** START INPUT MATERIAL **

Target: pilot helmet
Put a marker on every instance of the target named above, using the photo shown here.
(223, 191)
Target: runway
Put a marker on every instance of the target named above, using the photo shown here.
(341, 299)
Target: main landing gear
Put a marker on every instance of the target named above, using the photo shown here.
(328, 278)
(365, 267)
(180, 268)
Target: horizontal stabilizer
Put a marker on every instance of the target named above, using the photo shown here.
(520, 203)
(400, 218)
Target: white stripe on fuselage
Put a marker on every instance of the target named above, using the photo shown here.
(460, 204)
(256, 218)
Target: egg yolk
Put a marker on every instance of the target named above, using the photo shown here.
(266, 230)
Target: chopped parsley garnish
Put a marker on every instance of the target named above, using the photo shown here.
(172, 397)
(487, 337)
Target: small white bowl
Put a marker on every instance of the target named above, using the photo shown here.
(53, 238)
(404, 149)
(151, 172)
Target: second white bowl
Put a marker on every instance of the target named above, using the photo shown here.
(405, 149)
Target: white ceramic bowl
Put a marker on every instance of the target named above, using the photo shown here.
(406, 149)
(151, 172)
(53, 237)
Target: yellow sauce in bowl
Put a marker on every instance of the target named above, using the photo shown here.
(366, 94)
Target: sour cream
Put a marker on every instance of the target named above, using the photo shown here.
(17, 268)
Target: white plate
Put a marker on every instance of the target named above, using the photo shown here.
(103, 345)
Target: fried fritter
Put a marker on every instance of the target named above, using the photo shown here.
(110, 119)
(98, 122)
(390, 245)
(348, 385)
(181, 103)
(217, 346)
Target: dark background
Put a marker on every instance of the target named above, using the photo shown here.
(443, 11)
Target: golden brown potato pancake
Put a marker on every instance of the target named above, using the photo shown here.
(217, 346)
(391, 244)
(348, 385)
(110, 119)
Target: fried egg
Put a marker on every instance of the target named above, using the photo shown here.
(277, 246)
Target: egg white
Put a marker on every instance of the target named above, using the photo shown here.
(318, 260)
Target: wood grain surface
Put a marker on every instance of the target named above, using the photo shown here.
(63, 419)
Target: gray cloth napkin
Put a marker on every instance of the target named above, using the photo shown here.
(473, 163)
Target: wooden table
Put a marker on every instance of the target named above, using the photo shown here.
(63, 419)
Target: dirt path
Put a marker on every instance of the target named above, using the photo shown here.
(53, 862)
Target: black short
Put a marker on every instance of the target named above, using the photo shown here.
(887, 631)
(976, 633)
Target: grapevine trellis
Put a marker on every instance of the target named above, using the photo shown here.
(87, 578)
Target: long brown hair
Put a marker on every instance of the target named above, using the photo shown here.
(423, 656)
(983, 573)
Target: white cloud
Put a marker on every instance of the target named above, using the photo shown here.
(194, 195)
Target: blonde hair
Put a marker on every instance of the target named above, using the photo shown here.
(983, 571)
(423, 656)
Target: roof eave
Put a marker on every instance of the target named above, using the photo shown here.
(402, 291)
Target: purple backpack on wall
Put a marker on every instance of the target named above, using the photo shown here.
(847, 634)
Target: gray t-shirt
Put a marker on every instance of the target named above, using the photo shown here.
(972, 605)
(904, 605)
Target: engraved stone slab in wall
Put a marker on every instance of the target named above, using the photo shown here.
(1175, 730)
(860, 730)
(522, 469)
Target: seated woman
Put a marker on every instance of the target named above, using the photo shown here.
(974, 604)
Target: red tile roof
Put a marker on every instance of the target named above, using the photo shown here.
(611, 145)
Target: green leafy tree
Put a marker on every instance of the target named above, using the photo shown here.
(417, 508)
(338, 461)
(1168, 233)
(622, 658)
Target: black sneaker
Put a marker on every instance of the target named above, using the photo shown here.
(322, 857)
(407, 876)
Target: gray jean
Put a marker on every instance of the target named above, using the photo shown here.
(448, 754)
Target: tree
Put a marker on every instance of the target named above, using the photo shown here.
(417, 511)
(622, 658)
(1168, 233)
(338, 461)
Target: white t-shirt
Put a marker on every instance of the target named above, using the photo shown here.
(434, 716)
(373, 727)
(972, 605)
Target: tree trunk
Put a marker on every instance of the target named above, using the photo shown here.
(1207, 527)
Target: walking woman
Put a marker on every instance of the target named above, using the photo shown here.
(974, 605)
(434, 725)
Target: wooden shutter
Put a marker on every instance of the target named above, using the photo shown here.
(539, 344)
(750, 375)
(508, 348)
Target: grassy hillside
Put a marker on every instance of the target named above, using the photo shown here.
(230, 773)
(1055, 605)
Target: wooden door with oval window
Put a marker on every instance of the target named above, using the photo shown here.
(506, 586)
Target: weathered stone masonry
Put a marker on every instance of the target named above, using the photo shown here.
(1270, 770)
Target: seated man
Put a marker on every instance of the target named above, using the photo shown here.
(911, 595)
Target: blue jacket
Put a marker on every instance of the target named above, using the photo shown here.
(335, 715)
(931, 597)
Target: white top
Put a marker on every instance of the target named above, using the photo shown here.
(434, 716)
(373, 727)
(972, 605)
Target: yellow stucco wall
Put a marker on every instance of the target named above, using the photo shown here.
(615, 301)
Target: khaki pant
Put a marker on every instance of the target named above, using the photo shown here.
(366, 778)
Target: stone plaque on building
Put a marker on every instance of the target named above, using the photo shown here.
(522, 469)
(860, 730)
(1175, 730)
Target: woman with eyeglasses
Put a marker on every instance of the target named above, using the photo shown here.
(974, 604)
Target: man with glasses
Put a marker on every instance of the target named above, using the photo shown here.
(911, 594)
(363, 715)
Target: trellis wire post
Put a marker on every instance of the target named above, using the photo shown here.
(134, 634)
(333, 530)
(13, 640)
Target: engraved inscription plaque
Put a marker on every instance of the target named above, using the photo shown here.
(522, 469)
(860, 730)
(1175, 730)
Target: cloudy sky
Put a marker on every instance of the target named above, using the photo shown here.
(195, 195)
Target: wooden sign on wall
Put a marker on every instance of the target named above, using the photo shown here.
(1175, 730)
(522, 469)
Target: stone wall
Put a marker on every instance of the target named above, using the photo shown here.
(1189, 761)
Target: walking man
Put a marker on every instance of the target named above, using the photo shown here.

** END INPUT MATERIAL **

*WHAT TO WORK ON*. Copy out every one of the records above word for word, without changing anything.

*EXERCISE SOLUTION*.
Target: pilot helmet
Put a marker on every instance of the target named above, using the photo shown here.
(223, 191)
Target: runway
Put a marker on every instance of the target named above, using the photo shown here.
(341, 299)
Target: main landing gear
Put a marker on every instance of the target named above, using the photo shown here.
(328, 278)
(365, 267)
(180, 268)
Target: horizontal stabilizer
Put a marker on every instance of the target named above, using the photo shown here.
(520, 203)
(400, 218)
Target: white stripe on fuselage
Put a marker on every instance of the target named above, using the photo shown here.
(460, 204)
(256, 218)
Target: egg yolk
Put a marker on every instance of the target named above, using the photo shown here.
(266, 230)
Target: chopped parsley garnish
Put a marker on every instance of the target named above, using the photo shown here.
(172, 397)
(487, 337)
Target: small white bowl
Put a marker on every instance of the target named above, using the photo shown here.
(53, 238)
(404, 149)
(151, 172)
Target: second white bowl
Put a marker on every instance of the target named above, using the photo shown here.
(405, 149)
Target: white ceramic bowl
Put a marker on every instance of the target named above, using the photo shown here.
(406, 149)
(151, 172)
(53, 237)
Target: yellow sauce in bowl
Put a marker on every instance of the target named above, using the photo shown here.
(366, 94)
Target: sour cream
Put a marker on every instance of the target named above, using the photo shown here.
(17, 268)
Target: white plate
Put a marker on every instance of the target named above, using the photo shown here.
(103, 345)
Target: fried fritter
Put a marker on every instance of the target named above, using the photo shown here.
(110, 119)
(98, 122)
(390, 245)
(348, 385)
(181, 103)
(217, 346)
Target: dark background
Put a marker on every instance of the target named above, using the photo shown here.
(443, 11)
Target: golden brown potato pancake
Put a marker on every instance of the target named above, using the photo shown here.
(217, 346)
(391, 244)
(348, 385)
(110, 119)
Target: fried egg
Put a marker on every instance of the target named above, using the photo shown here.
(277, 246)
Target: egg white
Put a marker on every instance of the target named above, using the photo shown here.
(318, 260)
Target: wood grain surface
Put a marker on every instance of the target named above, using the photo shown here.
(63, 419)
Target: gray cloth napkin
Put a marker on every instance of the target named above, using the photo shown here.
(473, 163)
Target: wooden table
Put a marker on every instance of the target named above, using the photo shown here.
(63, 419)
Target: dirt path
Put a marker on every instance of the target named above, using the photo shown here.
(53, 862)
Target: black short
Put a marker on every instance of the target named above, using the photo shown here.
(887, 631)
(976, 633)
Target: grapevine trellis
Put a marker on every instance of the target named above, using the photo shown here.
(87, 578)
Target: long brown hair
Put a marker on every instance of the target named above, using the photo shown here.
(423, 656)
(983, 573)
Target: white cloud
Put a marker on every instance of the target named above, using the photo shown here.
(194, 195)
Target: blonde hair
Put a marker on every instance of the target named above, using the photo shown here.
(983, 571)
(423, 656)
Target: roof eave
Put a marker on every instance of the target named above, using the photo shown here.
(402, 291)
Target: purple backpack on wall
Put a marker on every instance of the target named above, using the photo shown here.
(847, 634)
Target: gray t-shirt
Put a marker on every instance of the target named above, using the photo shown here.
(972, 605)
(904, 605)
Target: engraved stone slab in wall
Put a marker on every instance of the target named above, using the photo shown here.
(1175, 730)
(860, 730)
(522, 469)
Target: seated woman
Put a marker on every instance of the target named above, using the photo shown here.
(974, 604)
Target: red tile roof
Put a marker on every instance of the target named above, using the photo shown here.
(611, 145)
Target: green leafy tree
Put a marker on every instance of the target named above, using the photo shown here.
(417, 508)
(338, 461)
(1168, 233)
(622, 658)
Target: black sneaker
Put a marker on every instance of the target named above, using the photo shown here.
(322, 857)
(407, 876)
Target: gray jean
Put a marker on every instance of the target named above, using the photo shown here.
(448, 754)
Target: tree
Put a marker on every instance of the target named above, using the photo shown here.
(417, 511)
(622, 658)
(1168, 233)
(338, 461)
Target: white t-shirt
Put a marker on every instance of the target named above, using the photo shown here.
(434, 716)
(373, 727)
(972, 605)
Target: tree trunk
Put a marker on every instance of the target named above, using the photo shown here.
(1207, 527)
Target: walking woman
Put a marker on every instance of the target named above, using the photo shown here.
(974, 605)
(434, 725)
Target: wooden shutter
Put a marker on every instance of the target named above, using the photo shown here.
(539, 344)
(750, 375)
(508, 348)
Target: grassy hillside
Put a marker on every instance of the target named above, using the photo shown here.
(230, 773)
(1055, 605)
Target: wooden door with oval window
Put a marker on every instance of the target named above, using the photo shown here.
(506, 586)
Target: weathered stone masonry
Put a marker on every instance of the target named above, using the photo shown here.
(1270, 770)
Target: seated man
Put a marker on every instance of the target named above, using the photo shown here.
(911, 595)
Target: blue jacket
Put a marker on every instance of the target named above, using the photo shown here.
(335, 715)
(931, 597)
Target: white top
Put a marker on every instance of the target named above, using the photo shown here.
(434, 716)
(373, 727)
(972, 605)
Target: yellow stucco wall
Put a marker on every instance of the target named above, using the photo shown here.
(615, 301)
Target: khaki pant
Put a marker on every instance of the target named above, using the photo shown here.
(366, 778)
Target: stone plaque on building
Put a marker on every instance of the target named above, using the photo shown here.
(522, 469)
(860, 730)
(1175, 730)
Target: woman with eyeglasses
Put a marker on every instance of the target named above, using the photo shown here.
(974, 604)
Target: man with glasses
Put a marker on every instance of the target named above, using the photo shown here.
(911, 594)
(363, 715)
Target: trellis wire post
Put a marker on every instance of the target named above, using the photo shown here.
(134, 634)
(333, 530)
(13, 640)
Target: engraved inscription plaque
Put a marker on every instance of the target named above, using the photo shown here.
(522, 469)
(860, 730)
(1175, 730)
Target: cloudy sky
Put a marker on every instance of the target named above, using the photo shown here.
(195, 195)
Target: wooden sign on wall
Put a marker on every instance of the target named above, using the photo shown here.
(1175, 730)
(522, 469)
Target: stone wall
Put a marker on every instance of the target named above, using the photo shown here.
(1189, 761)
Target: walking man
Put a marker on every instance of the target named above, using the photo shown here.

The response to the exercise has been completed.